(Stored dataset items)

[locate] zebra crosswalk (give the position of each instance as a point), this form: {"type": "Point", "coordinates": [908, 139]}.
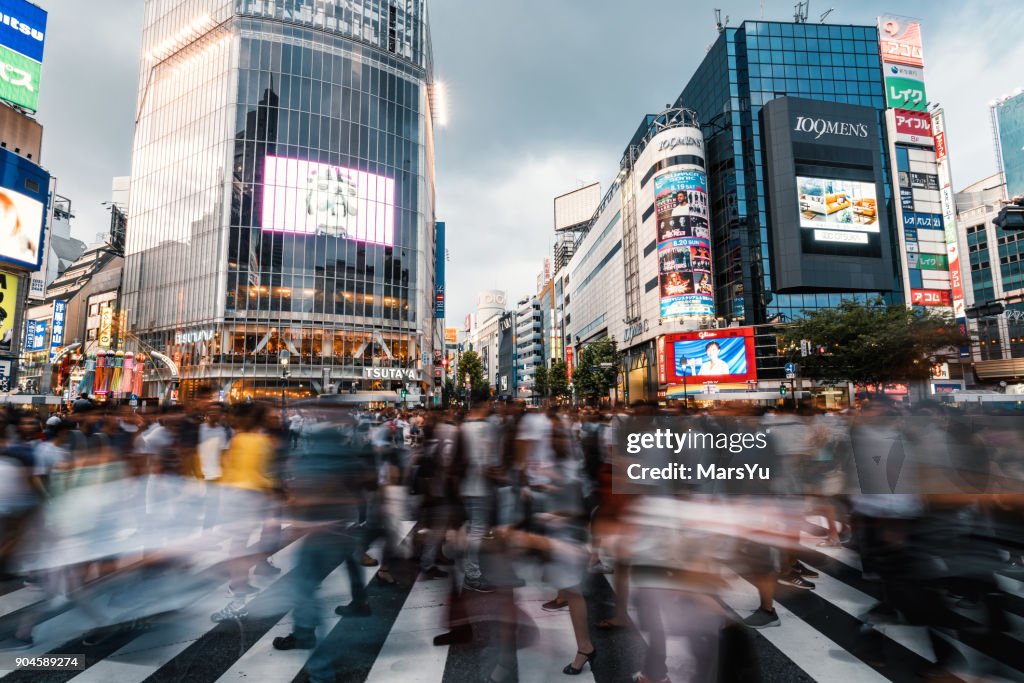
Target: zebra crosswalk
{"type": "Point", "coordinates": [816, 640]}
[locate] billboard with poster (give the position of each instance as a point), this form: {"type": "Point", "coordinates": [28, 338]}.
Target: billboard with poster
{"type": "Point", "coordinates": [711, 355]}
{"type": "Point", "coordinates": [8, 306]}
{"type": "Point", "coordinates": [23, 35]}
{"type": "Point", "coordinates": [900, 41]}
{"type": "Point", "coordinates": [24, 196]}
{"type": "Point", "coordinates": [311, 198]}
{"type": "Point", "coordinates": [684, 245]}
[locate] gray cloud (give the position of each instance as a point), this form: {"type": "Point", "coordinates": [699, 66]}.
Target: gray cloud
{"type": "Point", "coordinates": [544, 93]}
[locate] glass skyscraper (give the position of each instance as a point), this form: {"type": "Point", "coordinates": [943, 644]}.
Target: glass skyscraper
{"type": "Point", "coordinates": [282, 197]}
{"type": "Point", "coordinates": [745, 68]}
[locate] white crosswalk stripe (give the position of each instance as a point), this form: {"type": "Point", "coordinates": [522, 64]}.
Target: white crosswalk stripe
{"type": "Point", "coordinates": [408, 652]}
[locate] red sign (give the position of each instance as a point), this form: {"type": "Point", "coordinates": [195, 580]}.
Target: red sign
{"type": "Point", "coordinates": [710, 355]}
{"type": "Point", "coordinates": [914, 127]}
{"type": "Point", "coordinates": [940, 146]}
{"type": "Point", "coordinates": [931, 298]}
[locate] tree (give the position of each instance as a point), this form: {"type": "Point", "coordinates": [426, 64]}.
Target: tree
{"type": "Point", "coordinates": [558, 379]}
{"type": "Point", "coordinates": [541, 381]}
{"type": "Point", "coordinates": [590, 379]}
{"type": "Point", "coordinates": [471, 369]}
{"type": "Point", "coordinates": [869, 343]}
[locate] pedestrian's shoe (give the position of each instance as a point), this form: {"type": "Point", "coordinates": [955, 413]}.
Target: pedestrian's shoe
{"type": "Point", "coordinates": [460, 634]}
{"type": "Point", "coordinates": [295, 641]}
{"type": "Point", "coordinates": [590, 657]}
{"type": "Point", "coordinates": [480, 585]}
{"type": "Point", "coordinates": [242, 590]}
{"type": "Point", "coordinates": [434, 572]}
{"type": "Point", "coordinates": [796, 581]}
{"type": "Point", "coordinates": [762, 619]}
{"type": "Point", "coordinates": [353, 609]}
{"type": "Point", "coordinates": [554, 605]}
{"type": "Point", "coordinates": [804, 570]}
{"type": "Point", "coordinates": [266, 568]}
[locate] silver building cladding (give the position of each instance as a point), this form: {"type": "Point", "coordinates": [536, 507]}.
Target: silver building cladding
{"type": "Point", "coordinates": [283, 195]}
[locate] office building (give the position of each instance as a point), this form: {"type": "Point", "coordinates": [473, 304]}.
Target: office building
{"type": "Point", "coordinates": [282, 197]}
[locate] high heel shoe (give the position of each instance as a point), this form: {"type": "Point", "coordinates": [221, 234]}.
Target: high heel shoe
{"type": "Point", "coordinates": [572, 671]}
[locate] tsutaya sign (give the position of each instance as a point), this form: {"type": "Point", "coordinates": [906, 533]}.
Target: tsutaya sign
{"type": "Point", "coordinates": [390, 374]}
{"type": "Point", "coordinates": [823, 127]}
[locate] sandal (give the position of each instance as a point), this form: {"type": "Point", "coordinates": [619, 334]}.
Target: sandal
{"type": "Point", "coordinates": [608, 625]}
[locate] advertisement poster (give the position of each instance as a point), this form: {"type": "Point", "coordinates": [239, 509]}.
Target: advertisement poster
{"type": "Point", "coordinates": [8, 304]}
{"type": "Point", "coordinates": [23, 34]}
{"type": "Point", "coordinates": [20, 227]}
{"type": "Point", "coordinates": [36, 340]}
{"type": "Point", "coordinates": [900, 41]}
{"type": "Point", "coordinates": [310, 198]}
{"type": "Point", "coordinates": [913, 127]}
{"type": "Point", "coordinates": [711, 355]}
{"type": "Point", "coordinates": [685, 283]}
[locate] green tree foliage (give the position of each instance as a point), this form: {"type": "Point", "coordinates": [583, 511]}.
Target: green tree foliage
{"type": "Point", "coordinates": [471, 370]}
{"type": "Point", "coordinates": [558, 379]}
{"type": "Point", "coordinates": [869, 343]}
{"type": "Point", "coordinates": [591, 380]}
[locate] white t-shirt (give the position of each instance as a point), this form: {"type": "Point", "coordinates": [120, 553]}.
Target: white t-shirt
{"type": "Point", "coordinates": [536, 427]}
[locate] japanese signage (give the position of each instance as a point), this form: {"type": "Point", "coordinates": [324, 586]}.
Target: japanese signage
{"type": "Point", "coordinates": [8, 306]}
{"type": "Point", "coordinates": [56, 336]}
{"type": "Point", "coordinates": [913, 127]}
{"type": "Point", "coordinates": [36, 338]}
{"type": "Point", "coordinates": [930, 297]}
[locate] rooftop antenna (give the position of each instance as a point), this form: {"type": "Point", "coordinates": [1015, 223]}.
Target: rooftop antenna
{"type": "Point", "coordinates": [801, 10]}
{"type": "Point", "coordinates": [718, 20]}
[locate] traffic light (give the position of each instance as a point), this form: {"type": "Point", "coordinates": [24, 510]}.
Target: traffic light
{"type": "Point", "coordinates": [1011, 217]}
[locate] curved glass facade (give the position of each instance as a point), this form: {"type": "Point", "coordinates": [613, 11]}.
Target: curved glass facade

▶ Exercise directions:
Reproduce every line of the stored dataset items above verbatim, omitting the pictures from your answer.

▶ Result of this exercise:
[locate] zebra crosswalk (give the position of each instance as a point), this form: {"type": "Point", "coordinates": [908, 139]}.
Target: zebra crosswalk
{"type": "Point", "coordinates": [816, 640]}
[locate] billboard with poster (give the position of each instance as a point), this form: {"type": "Point", "coordinates": [28, 338]}.
Target: billboard with poster
{"type": "Point", "coordinates": [711, 355]}
{"type": "Point", "coordinates": [8, 306]}
{"type": "Point", "coordinates": [23, 35]}
{"type": "Point", "coordinates": [900, 41]}
{"type": "Point", "coordinates": [24, 196]}
{"type": "Point", "coordinates": [311, 198]}
{"type": "Point", "coordinates": [684, 245]}
[locate] gray cloud (give the position of each instance as a point), this form: {"type": "Point", "coordinates": [699, 66]}.
Target: gray cloud
{"type": "Point", "coordinates": [544, 93]}
[locate] glass skyscraper (give the position of each instance as a point), this form: {"type": "Point", "coordinates": [943, 644]}.
Target: glass skyscraper
{"type": "Point", "coordinates": [282, 197]}
{"type": "Point", "coordinates": [745, 68]}
[locate] white crosswalk stripe (give the position of each instance as a point), this form: {"type": "Point", "coordinates": [522, 64]}.
Target: white crosswalk stripe
{"type": "Point", "coordinates": [408, 652]}
[locate] red sign (give the position of each instance as a point), this form: {"type": "Point", "coordinates": [195, 580]}.
Target: red sign
{"type": "Point", "coordinates": [710, 355]}
{"type": "Point", "coordinates": [914, 127]}
{"type": "Point", "coordinates": [940, 146]}
{"type": "Point", "coordinates": [931, 298]}
[locate] tree (give the position of each instance as a point), this form: {"type": "Point", "coordinates": [426, 64]}.
Target: tree
{"type": "Point", "coordinates": [558, 379]}
{"type": "Point", "coordinates": [541, 381]}
{"type": "Point", "coordinates": [590, 379]}
{"type": "Point", "coordinates": [471, 369]}
{"type": "Point", "coordinates": [869, 343]}
[locate] pedestrian's shoe (give the position of each instance as a point), this form: {"type": "Point", "coordinates": [955, 413]}.
Target: pedestrian's shoe
{"type": "Point", "coordinates": [460, 634]}
{"type": "Point", "coordinates": [295, 641]}
{"type": "Point", "coordinates": [590, 657]}
{"type": "Point", "coordinates": [480, 585]}
{"type": "Point", "coordinates": [242, 590]}
{"type": "Point", "coordinates": [434, 572]}
{"type": "Point", "coordinates": [796, 581]}
{"type": "Point", "coordinates": [762, 619]}
{"type": "Point", "coordinates": [353, 609]}
{"type": "Point", "coordinates": [554, 605]}
{"type": "Point", "coordinates": [804, 570]}
{"type": "Point", "coordinates": [266, 568]}
[locate] silver building cladding (give the position of each instance as a point), this form: {"type": "Point", "coordinates": [536, 507]}.
Target: silver building cladding
{"type": "Point", "coordinates": [283, 195]}
[locate] office building (give the position of each instance as a point), this form: {"type": "Point", "coordinates": [473, 304]}.
Target: office building
{"type": "Point", "coordinates": [282, 197]}
[locate] high heel shoe (give the position of each instance as a point), this form: {"type": "Point", "coordinates": [221, 234]}.
Target: high heel shoe
{"type": "Point", "coordinates": [572, 671]}
[locate] tsutaya sign (give the position of each instance as a point), this form: {"type": "Point", "coordinates": [906, 533]}.
Target: tsutaya sign
{"type": "Point", "coordinates": [390, 374]}
{"type": "Point", "coordinates": [823, 127]}
[locate] sandal (give the position of each instance as a point), this form: {"type": "Point", "coordinates": [619, 334]}.
Target: sandal
{"type": "Point", "coordinates": [608, 625]}
[locate] advertisement poster (give the position of each instance as a point), this form: {"type": "Point", "coordinates": [239, 509]}.
Target: advertisement poster
{"type": "Point", "coordinates": [8, 304]}
{"type": "Point", "coordinates": [23, 34]}
{"type": "Point", "coordinates": [20, 227]}
{"type": "Point", "coordinates": [36, 340]}
{"type": "Point", "coordinates": [900, 41]}
{"type": "Point", "coordinates": [310, 198]}
{"type": "Point", "coordinates": [913, 127]}
{"type": "Point", "coordinates": [711, 355]}
{"type": "Point", "coordinates": [685, 283]}
[locate] green tree foliage (give the position of each instance as a point), this form: {"type": "Point", "coordinates": [583, 511]}.
Target: green tree foliage
{"type": "Point", "coordinates": [471, 370]}
{"type": "Point", "coordinates": [558, 379]}
{"type": "Point", "coordinates": [869, 343]}
{"type": "Point", "coordinates": [591, 380]}
[locate] white t-shirt (give the position of each instance as a point), this form: {"type": "Point", "coordinates": [120, 553]}.
Target: white t-shirt
{"type": "Point", "coordinates": [536, 427]}
[locate] japanese signage (give the position of each instance as a point), this form: {"type": "Point", "coordinates": [324, 586]}.
Target: japanese signage
{"type": "Point", "coordinates": [8, 306]}
{"type": "Point", "coordinates": [56, 336]}
{"type": "Point", "coordinates": [913, 127]}
{"type": "Point", "coordinates": [36, 338]}
{"type": "Point", "coordinates": [930, 297]}
[locate] rooftop antenna (give the position of each instance as a point), this form: {"type": "Point", "coordinates": [1015, 223]}.
Target: rooftop antenna
{"type": "Point", "coordinates": [801, 10]}
{"type": "Point", "coordinates": [718, 20]}
[locate] traffic light (give the position of each instance as a point), this form: {"type": "Point", "coordinates": [24, 510]}.
Target: traffic light
{"type": "Point", "coordinates": [1011, 217]}
[locate] curved glass facade (give the position of each instance as a point), this form: {"type": "Point", "coordinates": [613, 11]}.
Target: curved glass facade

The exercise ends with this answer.